* [Excerpts of location labeling lines]
■ ■ ■ ■
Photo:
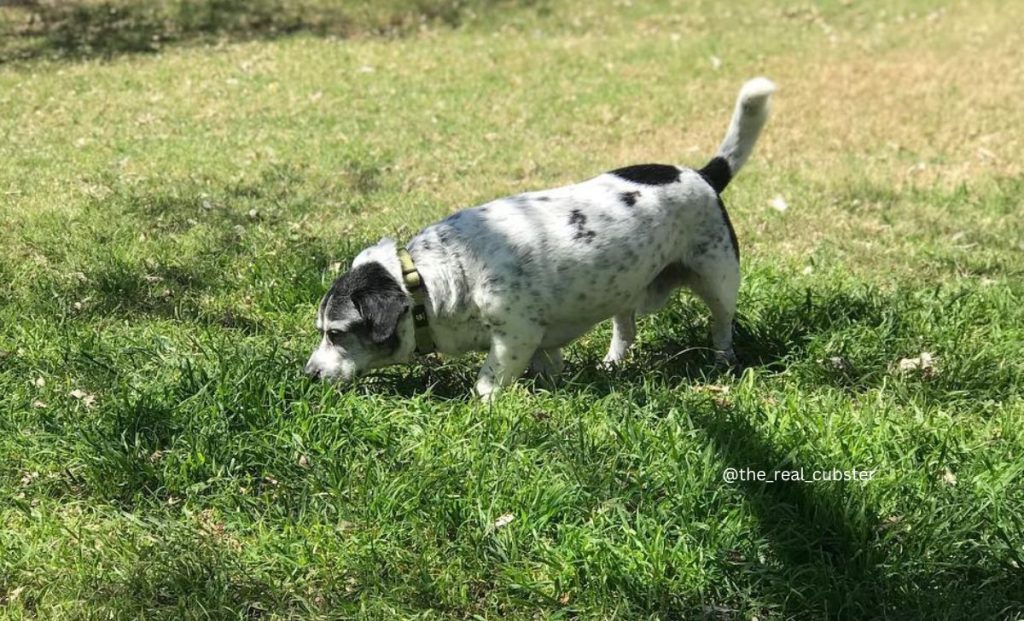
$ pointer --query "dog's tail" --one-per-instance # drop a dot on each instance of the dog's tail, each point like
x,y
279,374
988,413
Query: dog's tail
x,y
748,119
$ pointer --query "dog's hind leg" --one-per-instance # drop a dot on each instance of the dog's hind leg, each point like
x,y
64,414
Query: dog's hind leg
x,y
624,332
546,365
715,279
511,352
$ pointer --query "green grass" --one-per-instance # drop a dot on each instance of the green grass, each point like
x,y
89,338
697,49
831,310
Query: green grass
x,y
172,209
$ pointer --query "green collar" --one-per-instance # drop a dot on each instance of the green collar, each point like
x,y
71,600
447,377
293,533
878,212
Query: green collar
x,y
413,282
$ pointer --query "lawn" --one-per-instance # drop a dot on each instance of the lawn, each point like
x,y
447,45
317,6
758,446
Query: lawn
x,y
180,180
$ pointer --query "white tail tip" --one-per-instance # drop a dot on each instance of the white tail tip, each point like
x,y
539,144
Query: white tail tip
x,y
757,88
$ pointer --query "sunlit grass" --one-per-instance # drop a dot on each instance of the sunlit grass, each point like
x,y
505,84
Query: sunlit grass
x,y
172,216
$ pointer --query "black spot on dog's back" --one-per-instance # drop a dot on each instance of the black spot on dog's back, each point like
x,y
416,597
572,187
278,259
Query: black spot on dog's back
x,y
578,220
648,174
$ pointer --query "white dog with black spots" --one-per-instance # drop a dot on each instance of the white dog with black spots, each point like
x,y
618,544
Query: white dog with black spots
x,y
522,277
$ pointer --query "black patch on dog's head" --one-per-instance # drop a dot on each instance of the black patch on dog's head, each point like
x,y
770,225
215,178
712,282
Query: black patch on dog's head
x,y
648,174
378,298
630,198
718,173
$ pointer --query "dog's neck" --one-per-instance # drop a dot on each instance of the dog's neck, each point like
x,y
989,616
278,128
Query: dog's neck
x,y
441,273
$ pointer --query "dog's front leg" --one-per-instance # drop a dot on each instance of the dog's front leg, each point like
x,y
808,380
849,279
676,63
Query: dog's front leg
x,y
624,332
510,353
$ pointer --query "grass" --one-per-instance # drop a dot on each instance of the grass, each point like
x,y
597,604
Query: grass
x,y
172,213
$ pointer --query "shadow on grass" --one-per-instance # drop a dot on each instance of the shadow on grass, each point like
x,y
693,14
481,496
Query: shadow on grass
x,y
84,29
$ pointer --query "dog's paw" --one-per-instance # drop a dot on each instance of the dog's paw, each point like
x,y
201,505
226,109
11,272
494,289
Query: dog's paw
x,y
727,361
611,362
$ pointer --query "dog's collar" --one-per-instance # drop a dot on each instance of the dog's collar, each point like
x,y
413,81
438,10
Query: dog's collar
x,y
414,283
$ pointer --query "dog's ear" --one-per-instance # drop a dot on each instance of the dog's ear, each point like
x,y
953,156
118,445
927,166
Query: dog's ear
x,y
381,306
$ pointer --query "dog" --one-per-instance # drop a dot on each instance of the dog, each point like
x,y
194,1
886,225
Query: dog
x,y
522,277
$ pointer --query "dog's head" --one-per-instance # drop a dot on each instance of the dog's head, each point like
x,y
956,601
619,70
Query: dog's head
x,y
364,320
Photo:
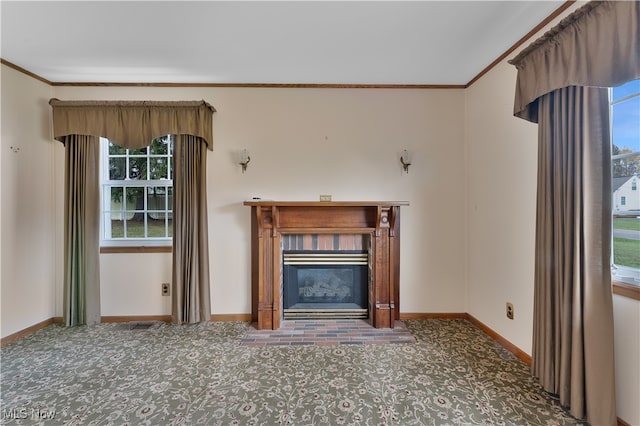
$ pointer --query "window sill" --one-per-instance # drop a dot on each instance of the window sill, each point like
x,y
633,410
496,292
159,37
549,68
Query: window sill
x,y
136,249
626,290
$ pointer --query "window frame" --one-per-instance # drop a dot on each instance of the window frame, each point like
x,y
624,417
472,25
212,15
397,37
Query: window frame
x,y
144,244
625,279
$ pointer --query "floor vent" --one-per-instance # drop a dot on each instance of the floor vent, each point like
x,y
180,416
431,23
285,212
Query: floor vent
x,y
136,325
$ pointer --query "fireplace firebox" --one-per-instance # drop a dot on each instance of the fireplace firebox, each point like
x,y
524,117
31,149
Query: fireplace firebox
x,y
325,284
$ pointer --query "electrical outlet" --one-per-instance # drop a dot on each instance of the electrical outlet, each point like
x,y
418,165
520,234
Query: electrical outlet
x,y
509,310
166,289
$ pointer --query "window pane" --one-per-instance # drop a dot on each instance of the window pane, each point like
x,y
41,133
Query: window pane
x,y
139,151
156,197
625,135
117,168
141,211
115,149
159,146
137,168
159,168
116,225
135,225
116,197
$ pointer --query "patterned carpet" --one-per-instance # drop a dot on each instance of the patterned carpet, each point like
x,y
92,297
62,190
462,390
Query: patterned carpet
x,y
165,374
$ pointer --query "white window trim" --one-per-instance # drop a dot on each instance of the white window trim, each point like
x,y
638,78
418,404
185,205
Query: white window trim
x,y
621,273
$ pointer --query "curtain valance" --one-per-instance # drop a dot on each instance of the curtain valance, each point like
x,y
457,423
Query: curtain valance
x,y
132,124
598,45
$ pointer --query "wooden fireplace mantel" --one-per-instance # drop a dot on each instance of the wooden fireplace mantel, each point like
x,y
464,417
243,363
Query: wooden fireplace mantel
x,y
271,219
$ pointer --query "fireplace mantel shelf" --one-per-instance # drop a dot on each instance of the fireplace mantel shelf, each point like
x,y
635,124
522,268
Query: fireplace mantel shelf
x,y
271,219
266,203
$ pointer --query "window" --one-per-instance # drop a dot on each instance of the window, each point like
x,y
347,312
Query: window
x,y
137,194
625,156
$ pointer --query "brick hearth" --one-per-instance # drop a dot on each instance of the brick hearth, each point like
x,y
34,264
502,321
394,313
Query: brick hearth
x,y
327,332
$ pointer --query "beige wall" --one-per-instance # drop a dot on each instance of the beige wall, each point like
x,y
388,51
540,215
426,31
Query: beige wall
x,y
307,142
28,227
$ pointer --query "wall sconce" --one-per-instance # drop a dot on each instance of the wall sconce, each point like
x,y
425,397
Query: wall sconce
x,y
405,159
244,159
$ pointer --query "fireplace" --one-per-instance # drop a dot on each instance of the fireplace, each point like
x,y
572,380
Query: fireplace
x,y
275,225
325,284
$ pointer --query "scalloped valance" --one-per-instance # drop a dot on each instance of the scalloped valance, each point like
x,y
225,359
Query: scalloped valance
x,y
132,124
598,45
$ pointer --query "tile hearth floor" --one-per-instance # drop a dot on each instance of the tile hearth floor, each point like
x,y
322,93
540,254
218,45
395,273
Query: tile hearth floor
x,y
327,332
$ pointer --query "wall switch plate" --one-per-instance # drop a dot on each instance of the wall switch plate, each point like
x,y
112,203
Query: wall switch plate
x,y
166,289
509,310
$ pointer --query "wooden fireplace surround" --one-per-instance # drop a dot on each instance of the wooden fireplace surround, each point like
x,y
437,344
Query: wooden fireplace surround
x,y
271,219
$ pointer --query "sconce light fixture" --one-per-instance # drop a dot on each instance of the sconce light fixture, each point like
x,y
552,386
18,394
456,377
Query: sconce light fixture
x,y
244,159
405,159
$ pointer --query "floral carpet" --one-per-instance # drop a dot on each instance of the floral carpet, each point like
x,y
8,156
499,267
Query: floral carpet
x,y
200,374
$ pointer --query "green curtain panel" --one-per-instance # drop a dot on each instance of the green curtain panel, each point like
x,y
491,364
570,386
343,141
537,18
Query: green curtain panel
x,y
573,310
82,230
191,301
561,85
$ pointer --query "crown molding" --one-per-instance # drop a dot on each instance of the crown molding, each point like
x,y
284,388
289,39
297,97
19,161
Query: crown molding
x,y
519,43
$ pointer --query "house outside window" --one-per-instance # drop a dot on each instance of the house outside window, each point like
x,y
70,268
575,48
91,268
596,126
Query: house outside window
x,y
625,156
137,194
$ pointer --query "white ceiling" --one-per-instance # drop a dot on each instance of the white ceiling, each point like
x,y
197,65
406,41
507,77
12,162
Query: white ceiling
x,y
264,42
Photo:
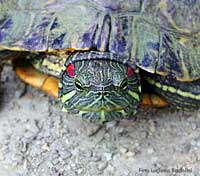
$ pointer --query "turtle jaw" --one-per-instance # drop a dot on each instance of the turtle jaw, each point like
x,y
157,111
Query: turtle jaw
■ ■ ■ ■
* [Task objective] Edit everything from the line containing "ceiling, each point like" down to the last of these lines, replacing "turtle jaw" with "turtle beak" and leaving all else unchanged. Omit the pictures from your answer.

* [Response to the task]
$ pointer --query "white ceiling" --one-per-instance # drop a dot on each instance of the white ceiling, each point like
x,y
197,65
406,41
507,77
12,162
Query: white ceiling
x,y
264,42
Photo:
$ pointer --query "turtle beak" --one-per-instance # drop a dot on each instance of the turtle beak, each point like
x,y
157,111
Query: turtle beak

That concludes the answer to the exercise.